— PROBLEM DESCRIPTION —
Please return, word for word, the rows from the line containing "out the orange" through the final line of the rows, both ends included.
-- start --
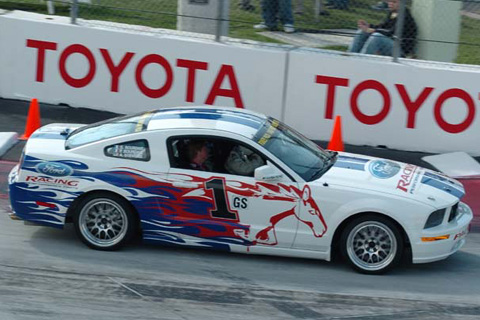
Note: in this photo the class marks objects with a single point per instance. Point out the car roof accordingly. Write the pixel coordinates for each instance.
(234, 120)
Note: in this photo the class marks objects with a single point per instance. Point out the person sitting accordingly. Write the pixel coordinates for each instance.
(198, 155)
(378, 39)
(243, 161)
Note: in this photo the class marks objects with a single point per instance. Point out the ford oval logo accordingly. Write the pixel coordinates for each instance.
(383, 169)
(54, 169)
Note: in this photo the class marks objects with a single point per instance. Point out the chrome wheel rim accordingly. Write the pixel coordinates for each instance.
(103, 222)
(371, 246)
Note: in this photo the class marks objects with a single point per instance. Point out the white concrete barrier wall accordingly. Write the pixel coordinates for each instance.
(411, 106)
(124, 72)
(404, 106)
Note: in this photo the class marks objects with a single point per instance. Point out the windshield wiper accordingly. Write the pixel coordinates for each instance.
(332, 158)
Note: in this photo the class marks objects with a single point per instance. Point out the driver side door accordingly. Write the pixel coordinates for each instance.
(217, 208)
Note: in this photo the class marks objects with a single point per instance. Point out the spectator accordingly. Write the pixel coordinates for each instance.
(299, 7)
(274, 10)
(243, 161)
(378, 39)
(380, 6)
(246, 5)
(337, 4)
(198, 154)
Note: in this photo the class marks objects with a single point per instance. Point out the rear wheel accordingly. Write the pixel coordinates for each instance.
(105, 222)
(372, 244)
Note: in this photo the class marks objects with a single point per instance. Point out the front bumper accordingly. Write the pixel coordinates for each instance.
(424, 252)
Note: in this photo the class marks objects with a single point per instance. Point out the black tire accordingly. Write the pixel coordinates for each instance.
(104, 221)
(372, 244)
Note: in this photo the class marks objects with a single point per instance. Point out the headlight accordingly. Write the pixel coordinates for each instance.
(435, 218)
(462, 209)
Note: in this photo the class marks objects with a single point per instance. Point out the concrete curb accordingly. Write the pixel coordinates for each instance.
(7, 140)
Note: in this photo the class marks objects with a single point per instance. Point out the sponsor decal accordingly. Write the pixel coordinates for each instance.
(407, 177)
(383, 169)
(54, 169)
(53, 181)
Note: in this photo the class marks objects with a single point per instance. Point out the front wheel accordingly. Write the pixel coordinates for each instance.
(372, 244)
(105, 222)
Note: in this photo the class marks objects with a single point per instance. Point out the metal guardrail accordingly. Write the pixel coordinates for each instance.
(330, 24)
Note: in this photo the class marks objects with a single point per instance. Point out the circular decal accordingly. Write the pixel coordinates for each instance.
(54, 169)
(383, 169)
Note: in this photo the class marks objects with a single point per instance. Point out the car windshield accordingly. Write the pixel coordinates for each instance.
(107, 129)
(299, 153)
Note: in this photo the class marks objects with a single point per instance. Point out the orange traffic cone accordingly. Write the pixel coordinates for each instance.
(33, 119)
(336, 142)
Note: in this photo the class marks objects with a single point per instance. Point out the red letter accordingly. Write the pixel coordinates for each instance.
(116, 71)
(366, 85)
(454, 93)
(225, 71)
(192, 66)
(82, 82)
(331, 82)
(412, 106)
(154, 93)
(42, 46)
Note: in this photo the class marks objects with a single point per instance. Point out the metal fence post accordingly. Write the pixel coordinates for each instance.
(397, 48)
(219, 20)
(74, 11)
-- end --
— THE ANSWER —
Note: in this photo the class marks objects with a single point per instance. Point out the orange traffic cone accordingly. Write the pixel coordinates for each instance.
(33, 119)
(336, 142)
Note: in this photo the class marks objects with a single point per instance. Point out the red letter accordingly. Write the pixel coordinates for each instance.
(116, 71)
(366, 85)
(454, 93)
(225, 71)
(192, 66)
(82, 82)
(331, 82)
(412, 106)
(154, 93)
(42, 46)
Note: in this photo the class marks objects with a single point per instance. Point out the metal fence post accordingly. Write the pixel coordinates for each instance.
(397, 48)
(219, 20)
(74, 11)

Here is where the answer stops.